(Extracted text)

Apple significantly enhanced language support beyond English, addressing one of the most common criticisms of Apple Intelligence’s initial rollout. The company increased multilingual training data from 8% to 30% of the total dataset—a 275% expansion that includes both naturally occurring content and artificially generated examples.
The model’s vocabulary also expanded by 50%, growing from 100,000 to 150,000 distinct tokens (the basic units of language that AI systems recognize and process). This expansion helps the system better understand linguistic nuances across different languages and cultural contexts.
Crucially, Apple tested these improvements using prompts written by native speakers rather than translations, ensuring the AI performs well with authentic language use rather than artificially translated text. The company evaluated both accuracy and how natural responses sound in local contexts—important factors for user adoption in international markets.
These enhancements should improve the reliability of features like Writing Tools across supported languages, potentially expanding Apple Intelligence’s global appeal and competitive position in non-English-speaking markets.
Apple’s training data strategy demonstrates its commitment to user privacy while building competitive AI capabilities. The company sources information from four primary categories, each reflecting different aspects of its approach to responsible AI development.
Web crawling represents the largest portion of training data, collected through Applebot, Apple’s web crawler that respects robots.txt files—technical instructions that websites use to control automated access. This means if publishers don’t want Apple using their content, they can opt out, unlike some competitors who scrape web content regardless of such preferences.
Licensed content from established publishers provides high-quality training material through negotiated agreements. While Apple doesn’t specify exact partnerships, previous reports indicated discussions with Condé Nast (publisher of The New Yorker, Vogue, and WIRED), NBC News, and IAC (People Magazine, The Daily Beast).
Synthetic data—artificially generated examples created by smaller AI models—plays a particularly important role in specialized areas like mathematics, coding, and multilingual support. This isn’t simply “made-up” information but carefully constructed examples that help AI systems learn specific skills and patterns.
Visual training data includes over 10 billion image-caption pairs, incorporating screenshots with text recognition and handwritten notes. Apple also used its own models to generate more detailed descriptions of images, improving the system’s ability to understand and describe visual content.
Apple’s technical innovations address several competitive challenges while maintaining its privacy-focused positioning. The architectural improvements enable more sophisticated on-device processing, reducing reliance on cloud services that competitors use extensively. This approach aligns with Apple’s broader privacy messaging while potentially reducing operational costs associated with cloud-based AI processing.
The multilingual expansion directly addresses market limitations that have hindered international adoption of Apple Intelligence. By significantly increasing non-English capabilities, Apple positions itself to compete more effectively in global markets where competitors like Google have established advantages.
However, these technical advances must still translate into user-facing improvements that can differentiate Apple’s AI offerings in an increasingly crowded market. The success of these innovations will ultimately depend on whether they enable compelling features that users value over alternatives from OpenAI, Google, and other AI providers.
The privacy-conscious data sourcing approach may also prove advantageous as regulatory scrutiny of AI training practices intensifies globally. Apple’s opt-out respect and licensing agreements could provide competitive advantages if regulators impose stricter requirements on how companies collect training data.

(Prompt) Reproduce the passage of the article on Apple's AI training that opens with the words containing "The model’s vocabulary" and closes with "in international markets.". Rely only on the text on this page.

(Exercise data)
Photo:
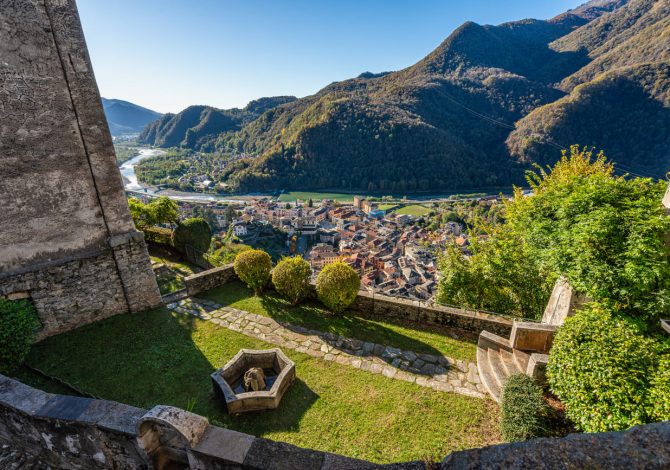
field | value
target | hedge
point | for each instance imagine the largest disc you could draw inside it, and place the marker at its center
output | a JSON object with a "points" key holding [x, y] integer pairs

(Response to the task)
The model’s vocabulary also expanded by 50%, growing from 100,000 to 150,000 distinct tokens (the basic units of language that AI systems recognize and process). This expansion helps the system better understand linguistic nuances across different languages and cultural contexts.
Crucially, Apple tested these improvements using prompts written by native speakers rather than translations, ensuring the AI performs well with authentic language use rather than artificially translated text. The company evaluated both accuracy and how natural responses sound in local contexts—important factors for user adoption in international markets.